VORLIEGENDER TEXT:
------------------------

Biographie[Bearbeiten | Quelltext bearbeiten]

Boris Hessen wurde in eine jüdische Familie geboren. Sein Vater war Bankangestellter (später verstaatlichte Hessen persönlich in der Revolution die Bank seines Vaters). Er ging in Jelisawetgrad aufs Gymnasium. Zusammen mit seinem Schulfreund Igor Tamm studierte er Physik und Naturwissenschaften an der Universität Edinburgh (1913–1914). Anschließend studierte er Physik an der Staatlichen Universität Sankt Petersburg (1914–1917) und Ökonomie an der Polytechnischen Hochschule.

Im Russischen Bürgerkrieg schloss er sich der Roten Armee an und wurde Kommunist und Mitglied des Revolutionären Militärrats (1919–1921). 1921 bis 1924 war er an der kommunistischen Swerdlowsk-Universität. Er setzte auch seine Physikstudien fort und schloss schließlich 1928 in Moskau am „Institut für rote Professoren“ seine Studien ab. Nachdem er noch zwei Jahre an diesem Institut gearbeitet hatte, wurde er 1931 Professor und Leiter des Fachbereichs Physik an der Lomonossow-Universität in Moskau. 1933 wurde er zum korrespondierenden Mitglied der Akademie der Wissenschaften der UdSSR gewählt.[2] Unter seiner Leitung erlebte die Physik an der Lomonossow eine Blüte mit der Schule von Leonid Mandelstam, der auch Tamm angehörte, und die Hessen gegen Angriffe von Partei-Physikern abschirmte.[3] Allerdings tat er später in seinem Sowjet-Enzyklopädie Artikel über den Äther eine ideologische Ablehnung der Relativitätstheorie kund[4], was ihn zum Gegenstand des Spotts der Leningrader theoretischen Physiker um George Gamow, Lew Landau, Dmitri Iwanenko machte; sie schickten ihm ein satirisches Bildtelegramm[5]. Für diese hatte das vorübergehend berufliche Nachteile zur Folge.[6] Hessen war empört und sorgte für Versammlung des Leningrader Joffe-Instituts, auf der Landau, Bronstein und die beiden Studenten erscheinen mussten und ihre Handlung verurteilt wurde (Gamow war nicht betroffen, da er dort nicht angestellt war). Landau und Bronstein verloren ihre Lehrämter am Polytechnischen Institut, durften aber weiter am Röntgen-Institut forschen, die beiden Studenten verloren ihre Stipendien und mussten Leningrad verlassen. Es gab allerdings Vorschläge, alle Unterzeichner aus den größten russischen Städten zu verbannen, woraus aber ebenso wenig wurde wie aus einer angestrebten Verurteilung Gamows durch Universität und Akademie.

------------------------

AUFGABE 1: Fassen Sie den Absatz des Textes über Boris Hessen, der mit „Boris Hessen wurde in eine jüdische Familie geboren“ beginnt, als knappe Liste zusammen und behalten Sie dabei seine wesentlichen Angaben bei.
AUFGABE 2: Führen Sie den Text über Boris Hessen im Anschluss an seinen letzten Satz weiter.
Die Auflistung steht in keinem Zusammenhang mit dem Text über Boris Hessen.

ZEILEN:
------------------------

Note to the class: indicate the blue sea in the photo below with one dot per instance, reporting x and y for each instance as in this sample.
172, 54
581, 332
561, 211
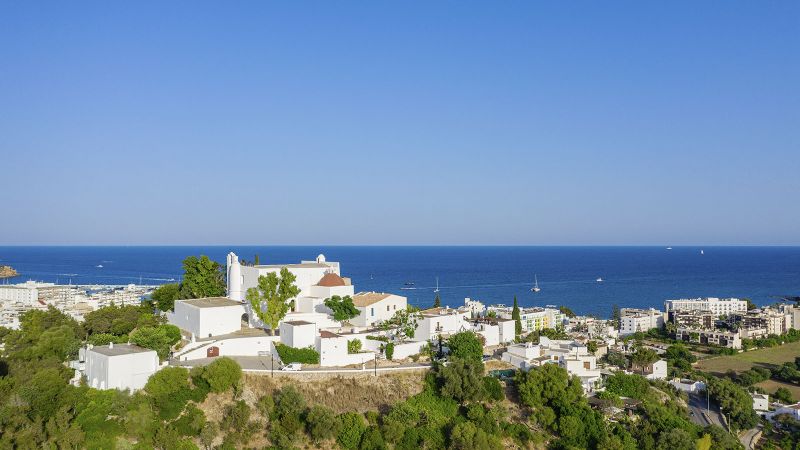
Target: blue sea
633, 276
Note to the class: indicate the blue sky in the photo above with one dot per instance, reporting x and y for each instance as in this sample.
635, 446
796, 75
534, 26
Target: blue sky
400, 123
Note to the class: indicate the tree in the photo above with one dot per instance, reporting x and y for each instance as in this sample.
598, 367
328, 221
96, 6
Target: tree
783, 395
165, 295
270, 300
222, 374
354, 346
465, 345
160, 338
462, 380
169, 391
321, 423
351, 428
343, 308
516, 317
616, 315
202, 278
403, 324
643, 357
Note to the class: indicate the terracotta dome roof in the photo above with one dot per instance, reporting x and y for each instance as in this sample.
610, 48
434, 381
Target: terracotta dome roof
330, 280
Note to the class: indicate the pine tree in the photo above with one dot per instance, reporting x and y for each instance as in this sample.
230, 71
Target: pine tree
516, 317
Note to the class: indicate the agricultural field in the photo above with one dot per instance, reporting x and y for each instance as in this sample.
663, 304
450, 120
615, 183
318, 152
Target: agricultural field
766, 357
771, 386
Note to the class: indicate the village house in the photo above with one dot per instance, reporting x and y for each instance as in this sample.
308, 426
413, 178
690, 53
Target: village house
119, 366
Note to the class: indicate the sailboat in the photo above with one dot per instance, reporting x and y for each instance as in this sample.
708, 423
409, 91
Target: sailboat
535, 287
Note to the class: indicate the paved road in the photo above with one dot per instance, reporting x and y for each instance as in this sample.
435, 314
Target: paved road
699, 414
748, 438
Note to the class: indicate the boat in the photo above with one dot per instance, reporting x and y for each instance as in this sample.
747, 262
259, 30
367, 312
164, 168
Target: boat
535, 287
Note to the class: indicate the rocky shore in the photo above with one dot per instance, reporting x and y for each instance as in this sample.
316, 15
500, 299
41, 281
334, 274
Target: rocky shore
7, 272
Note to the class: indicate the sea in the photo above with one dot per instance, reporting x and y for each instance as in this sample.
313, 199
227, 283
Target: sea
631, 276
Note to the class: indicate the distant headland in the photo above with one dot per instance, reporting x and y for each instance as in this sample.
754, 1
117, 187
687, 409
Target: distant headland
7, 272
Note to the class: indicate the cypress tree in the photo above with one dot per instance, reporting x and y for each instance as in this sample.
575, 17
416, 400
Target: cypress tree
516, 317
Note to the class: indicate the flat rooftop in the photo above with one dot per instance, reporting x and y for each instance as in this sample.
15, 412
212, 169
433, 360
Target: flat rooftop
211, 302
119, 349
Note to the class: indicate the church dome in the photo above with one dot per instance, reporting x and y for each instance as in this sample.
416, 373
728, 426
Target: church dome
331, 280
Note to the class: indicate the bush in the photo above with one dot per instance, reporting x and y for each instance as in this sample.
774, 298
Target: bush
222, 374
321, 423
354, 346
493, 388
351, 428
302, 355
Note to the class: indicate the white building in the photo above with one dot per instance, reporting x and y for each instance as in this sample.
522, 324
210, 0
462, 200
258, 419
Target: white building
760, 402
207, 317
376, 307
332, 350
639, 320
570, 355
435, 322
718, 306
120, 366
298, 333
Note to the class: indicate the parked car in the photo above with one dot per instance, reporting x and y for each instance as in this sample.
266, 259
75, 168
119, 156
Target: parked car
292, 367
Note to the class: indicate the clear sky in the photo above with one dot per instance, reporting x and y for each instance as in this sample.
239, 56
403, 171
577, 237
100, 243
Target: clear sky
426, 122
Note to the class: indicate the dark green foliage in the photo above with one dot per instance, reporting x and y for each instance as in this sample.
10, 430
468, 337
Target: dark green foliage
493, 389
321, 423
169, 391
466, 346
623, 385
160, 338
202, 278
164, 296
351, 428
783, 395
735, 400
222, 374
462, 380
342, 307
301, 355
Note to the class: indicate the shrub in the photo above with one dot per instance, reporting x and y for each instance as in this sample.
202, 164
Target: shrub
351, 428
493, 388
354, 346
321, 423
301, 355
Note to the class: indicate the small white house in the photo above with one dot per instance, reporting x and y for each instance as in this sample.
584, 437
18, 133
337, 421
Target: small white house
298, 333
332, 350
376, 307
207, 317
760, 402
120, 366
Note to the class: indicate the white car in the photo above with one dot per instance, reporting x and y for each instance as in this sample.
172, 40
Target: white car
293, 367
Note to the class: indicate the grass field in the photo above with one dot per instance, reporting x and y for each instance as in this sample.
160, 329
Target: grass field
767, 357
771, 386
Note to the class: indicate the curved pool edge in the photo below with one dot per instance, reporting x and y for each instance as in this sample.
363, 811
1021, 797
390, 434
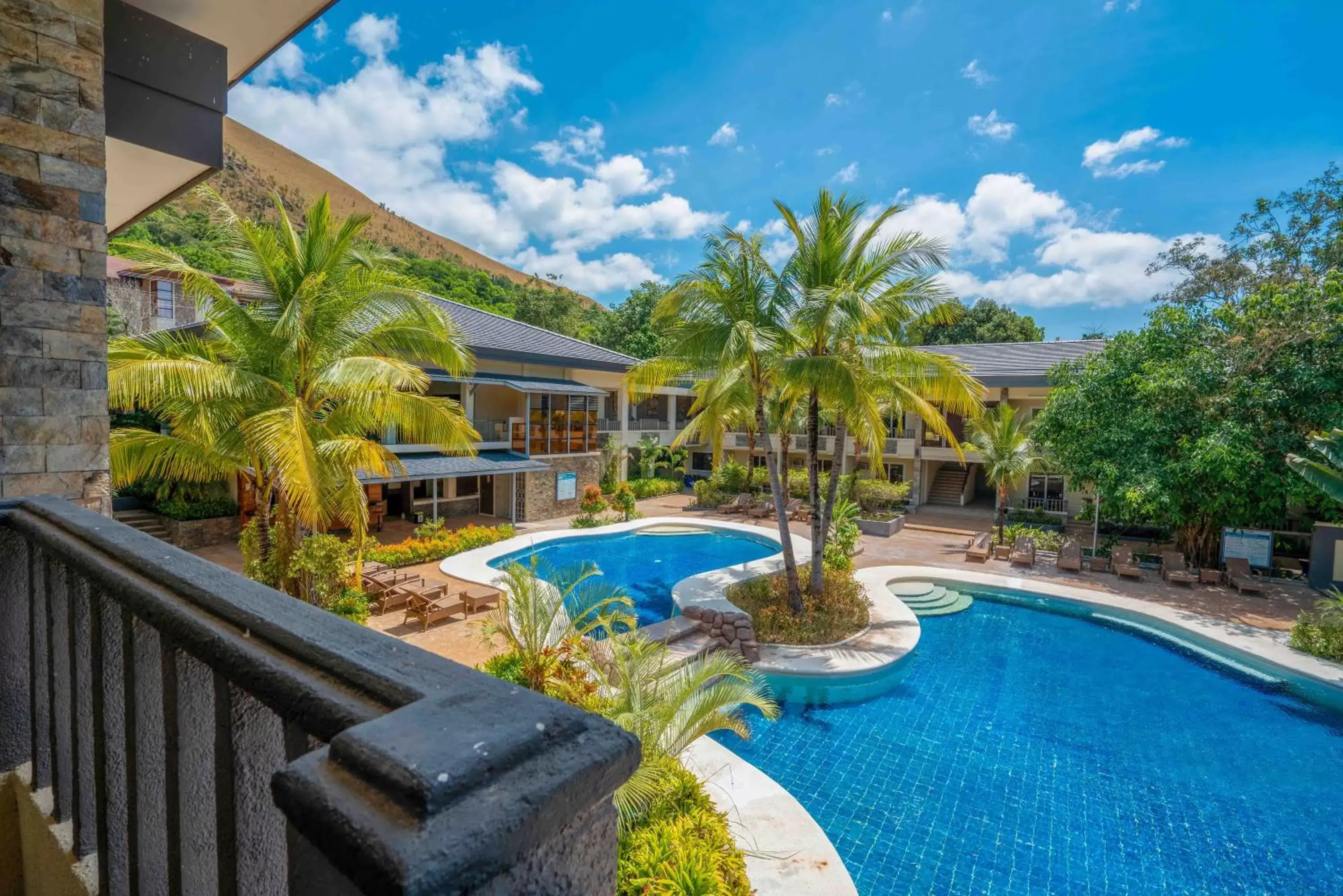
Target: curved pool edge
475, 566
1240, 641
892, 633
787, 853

------------------------

ERGEBNIS 1:
- Geburt in eine jüdische Familie; der Vater war Bankangestellter, und Hessen verstaatlichte später in der Revolution persönlich dessen Bank.
- Besuch des Gymnasiums in Jelisawetgrad
- 1913–1914: Studium der Physik und Naturwissenschaften an der Universität Edinburgh, gemeinsam mit seinem Schulfreund Igor Tamm
- 1914–1917: Physikstudium an der Staatlichen Universität Sankt Petersburg sowie Studium der Ökonomie an der Polytechnischen Hochschule

ERGEBNIS 2:
Gamow charakterisiert ihn in seiner Biographie[7] als ehemaligen Schullehrer, der zwar etwas von Physik verstand, aber überwiegend als Photograph von sich Reden machte (making very good portraits of the pretty coeds), und der der rote Direktor des Physik-Instituts der Lomonossow-Universität war (mit Mandelstam als wissenschaftlichem Direktor), damit beauftragt idealistische Abweichungen von der Lehre des dialektischen Materialismus zu unterbinden.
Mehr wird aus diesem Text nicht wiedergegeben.